▶ [PROVIDED DATA]

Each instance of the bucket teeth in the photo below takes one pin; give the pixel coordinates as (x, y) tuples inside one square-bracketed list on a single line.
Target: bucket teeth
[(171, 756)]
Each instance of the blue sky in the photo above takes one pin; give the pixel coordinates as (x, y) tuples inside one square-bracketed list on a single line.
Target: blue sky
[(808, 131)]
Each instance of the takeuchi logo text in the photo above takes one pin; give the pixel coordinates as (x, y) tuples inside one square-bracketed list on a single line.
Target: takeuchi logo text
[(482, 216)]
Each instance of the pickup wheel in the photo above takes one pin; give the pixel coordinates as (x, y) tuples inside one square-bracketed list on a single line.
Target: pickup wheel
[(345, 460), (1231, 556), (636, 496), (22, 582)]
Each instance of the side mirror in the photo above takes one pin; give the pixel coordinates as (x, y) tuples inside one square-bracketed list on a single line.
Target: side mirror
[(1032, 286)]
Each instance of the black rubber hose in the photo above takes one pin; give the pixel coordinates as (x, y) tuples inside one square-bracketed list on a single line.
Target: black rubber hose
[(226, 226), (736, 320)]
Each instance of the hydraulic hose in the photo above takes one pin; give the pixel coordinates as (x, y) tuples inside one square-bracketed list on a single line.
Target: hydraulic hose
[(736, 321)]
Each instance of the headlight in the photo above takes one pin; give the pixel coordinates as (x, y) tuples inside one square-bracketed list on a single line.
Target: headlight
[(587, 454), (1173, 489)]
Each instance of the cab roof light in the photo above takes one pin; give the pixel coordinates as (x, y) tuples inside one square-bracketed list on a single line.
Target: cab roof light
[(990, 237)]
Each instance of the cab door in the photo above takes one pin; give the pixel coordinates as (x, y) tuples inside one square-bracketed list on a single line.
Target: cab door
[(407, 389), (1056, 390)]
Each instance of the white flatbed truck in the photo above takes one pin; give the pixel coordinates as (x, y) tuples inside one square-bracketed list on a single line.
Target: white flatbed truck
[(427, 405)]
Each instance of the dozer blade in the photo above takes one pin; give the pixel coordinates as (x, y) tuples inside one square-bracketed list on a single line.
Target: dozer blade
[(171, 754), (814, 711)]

▶ [EXERCISE DIRECTIONS] Reproduce every line of the entries above, from the line with "Each instance of the takeuchi" to the line with "[(587, 454), (1173, 489)]", both included and requests included, shifting each pixel coordinate in the answers by adding -60 to it.

▶ [SOLUTION BELOW]
Each instance of the takeuchi logo text in the photo above takes one pin; give the pixel coordinates as (x, y) tuples inside one square-bracketed list on a single line.
Target: takeuchi logo text
[(422, 156)]
Each instance of the pickup wheel in the photo above takes one pin; give the pixel coordinates as (x, y) tuples inside one square-bracketed list on a single line.
Target: pickup wheel
[(285, 400), (1171, 496), (576, 436), (-38, 522)]
Each instance of the side mirror in the photo above takes one pin; give the pixel coordinates as (x, y) tuples inside one square-bracketed list on a single line.
Target: side mirror
[(972, 226)]
Each instance of the black rubber hose in the photo above takes one pin; give the pixel coordinates as (x, y) tuples inside one square-bracketed list on a single line.
Target: black rubber hose
[(166, 166), (676, 260)]
Each instance of the hydraulic hose in the photo above takes one pin; give the pixel coordinates as (x, y) tuples inside one square-bracketed list on a single line.
Target: hydraulic hose
[(676, 261)]
Each instance of the headlight in the photo above takes one pin; give the pixel coordinates as (x, y) tuples inside one square-bracketed list on a single line.
Target: headlight
[(527, 394), (1113, 429)]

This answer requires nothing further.